▶ **ASSIGNMENT**
Set down the lines that begin at the top of the records and end with the line containing "Detection target narrow alley", and drop every picture.

(RECORDED INFORMATION begins)

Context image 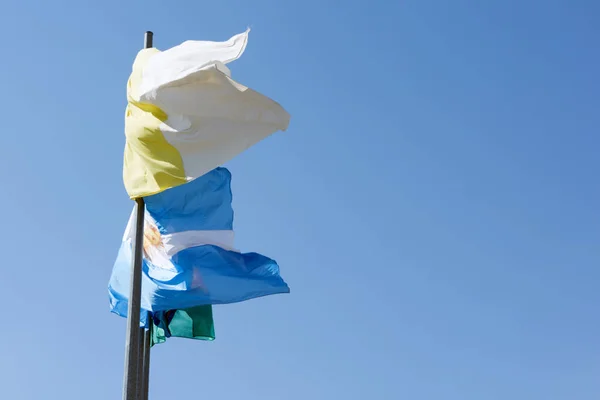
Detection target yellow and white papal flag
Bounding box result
[124,29,290,199]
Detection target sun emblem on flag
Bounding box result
[142,219,164,261]
[141,216,207,293]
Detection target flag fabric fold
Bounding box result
[124,29,290,199]
[151,305,215,346]
[108,167,289,322]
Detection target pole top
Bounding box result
[144,31,154,49]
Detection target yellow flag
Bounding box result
[123,29,290,199]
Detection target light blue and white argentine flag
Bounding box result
[108,167,289,319]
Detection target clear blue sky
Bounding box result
[1,1,598,399]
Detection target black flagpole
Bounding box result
[139,32,153,400]
[122,197,145,400]
[122,31,153,400]
[141,317,151,400]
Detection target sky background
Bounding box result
[1,0,599,399]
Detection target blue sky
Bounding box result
[1,0,599,399]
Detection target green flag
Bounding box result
[151,305,215,346]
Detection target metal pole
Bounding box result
[144,31,153,48]
[122,198,145,400]
[139,33,154,400]
[122,31,153,400]
[141,323,151,399]
[137,325,144,399]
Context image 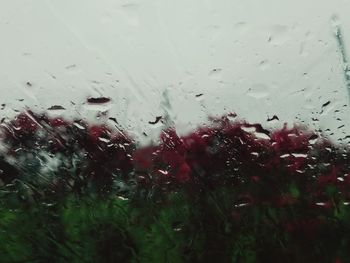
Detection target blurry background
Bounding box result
[1,0,350,144]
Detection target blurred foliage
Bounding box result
[1,111,350,262]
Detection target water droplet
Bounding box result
[246,84,269,99]
[209,68,223,79]
[267,25,290,46]
[148,116,162,125]
[87,97,111,104]
[234,22,249,34]
[267,115,279,122]
[47,105,66,111]
[258,60,270,71]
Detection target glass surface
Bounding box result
[1,1,350,262]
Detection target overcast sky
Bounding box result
[1,0,350,144]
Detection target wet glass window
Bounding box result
[1,1,350,262]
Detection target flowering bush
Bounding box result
[0,111,350,262]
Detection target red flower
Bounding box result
[10,111,39,137]
[275,194,296,207]
[284,218,322,240]
[317,166,340,187]
[175,162,191,183]
[88,125,109,143]
[271,124,311,154]
[49,117,69,127]
[133,146,157,170]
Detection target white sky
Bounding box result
[1,0,350,144]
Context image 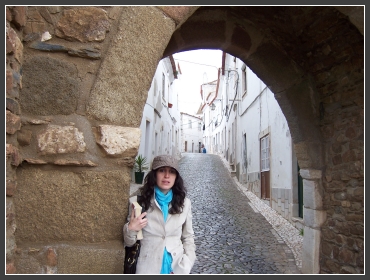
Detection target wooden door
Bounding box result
[261,170,270,199]
[298,164,304,218]
[260,135,270,199]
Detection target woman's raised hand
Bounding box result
[128,204,147,232]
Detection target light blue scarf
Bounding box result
[155,186,173,274]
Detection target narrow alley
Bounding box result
[179,153,301,274]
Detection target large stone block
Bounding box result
[20,56,79,116]
[14,168,130,243]
[86,6,175,126]
[6,23,23,63]
[6,110,21,135]
[303,179,324,210]
[95,125,141,157]
[55,7,110,42]
[57,242,124,274]
[37,125,86,155]
[300,168,322,180]
[158,6,198,25]
[303,208,326,229]
[301,226,321,274]
[14,241,124,274]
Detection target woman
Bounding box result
[123,155,196,274]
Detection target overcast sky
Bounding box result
[172,49,223,115]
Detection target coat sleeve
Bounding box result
[180,198,197,268]
[123,196,139,247]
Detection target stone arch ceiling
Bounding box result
[163,6,364,169]
[164,6,363,86]
[164,6,363,65]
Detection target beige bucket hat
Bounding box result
[151,155,179,173]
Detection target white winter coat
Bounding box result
[123,195,196,274]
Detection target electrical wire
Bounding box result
[173,58,219,70]
[180,119,203,127]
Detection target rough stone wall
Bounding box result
[5,6,197,274]
[290,8,364,274]
[6,6,27,274]
[6,5,363,274]
[163,6,363,274]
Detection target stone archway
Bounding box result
[6,6,363,274]
[161,6,363,274]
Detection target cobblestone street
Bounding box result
[179,153,301,274]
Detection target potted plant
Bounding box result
[134,154,149,184]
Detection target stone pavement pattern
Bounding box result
[179,153,301,274]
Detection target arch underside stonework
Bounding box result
[166,7,363,273]
[6,6,363,274]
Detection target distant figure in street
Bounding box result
[201,144,207,153]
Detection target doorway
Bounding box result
[260,135,270,200]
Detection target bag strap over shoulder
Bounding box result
[136,195,143,205]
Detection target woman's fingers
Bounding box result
[129,210,147,231]
[130,207,136,219]
[140,212,147,220]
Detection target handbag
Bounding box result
[123,240,141,274]
[123,195,145,274]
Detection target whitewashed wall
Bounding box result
[204,53,299,224]
[181,113,203,153]
[134,57,181,180]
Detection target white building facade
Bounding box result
[180,112,203,153]
[199,78,219,154]
[202,52,304,230]
[134,56,182,180]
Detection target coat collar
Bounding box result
[151,196,173,223]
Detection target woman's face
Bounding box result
[155,166,177,194]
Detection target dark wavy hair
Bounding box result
[138,168,187,215]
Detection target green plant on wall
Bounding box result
[134,154,149,173]
[134,154,148,184]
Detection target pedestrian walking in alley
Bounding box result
[123,155,197,274]
[201,144,207,153]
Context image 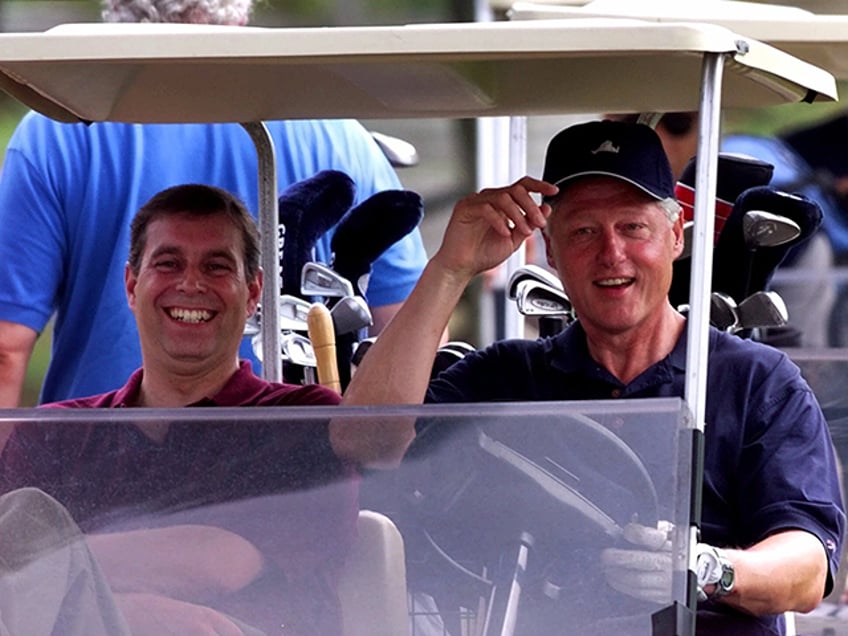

(RECORDED INFORMATION ends)

▶ **RESPONSE BELOW**
Context image 
Detection target yellow and white papal flag
Bounding box result
[124,29,290,199]
Detection target sun emblem on flag
Bounding box result
[142,219,164,261]
[141,216,207,293]
Detection target flag fabric fold
Bounding box result
[124,29,290,199]
[151,305,215,346]
[108,167,289,322]
Detection target pole top
Bounding box result
[144,31,154,49]
Detection target yellow flag
Bounding box result
[123,29,290,199]
Detection target light blue and white argentine flag
Bounding box result
[108,167,289,319]
Detection target clear blue sky
Bounding box result
[1,1,598,399]
Detection target black flagpole
Bounding box result
[139,32,153,400]
[122,197,145,400]
[122,31,153,400]
[141,317,151,400]
Detection target sky background
Bounding box result
[1,0,599,399]
Detection target blue sky
Bounding box result
[1,0,599,399]
Detection target green flag
Bounding box result
[151,305,215,346]
Detection target metal pole
Bounding box result
[144,31,153,48]
[122,198,145,400]
[139,33,154,400]
[122,31,153,400]
[141,323,151,399]
[137,325,144,399]
Context image 
Detection target blurry background
Bounding box result
[1,0,350,144]
Detection target blurred foliage
Bounding box result
[1,111,350,262]
Detection target water droplet
Bounding box result
[246,84,269,99]
[209,68,223,79]
[267,25,290,46]
[148,116,162,125]
[87,97,111,104]
[234,22,249,34]
[267,115,279,122]
[47,105,66,111]
[258,60,270,71]
Detection target glass surface
Bounding box result
[1,1,350,262]
Detection target overcast sky
Bounding box result
[1,0,350,144]
Detection target wet glass window
Bounding box result
[1,1,350,262]
Detection target flowering bush
Bounding box result
[0,111,350,262]
Detection target red flower
Bounding box result
[10,111,39,137]
[275,194,296,207]
[284,218,322,240]
[317,166,340,187]
[175,162,191,183]
[88,125,109,143]
[271,124,311,154]
[49,117,69,127]
[133,146,157,170]
Detection target white sky
Bounding box result
[1,0,350,144]
Context image 
Detection target wooden door
Bounding box result
[261,170,270,199]
[298,164,304,218]
[260,135,270,199]
Detection target woman's raised hand
Bounding box result
[128,204,147,232]
Detection target light blue scarf
Bounding box result
[155,186,173,274]
Detection target narrow alley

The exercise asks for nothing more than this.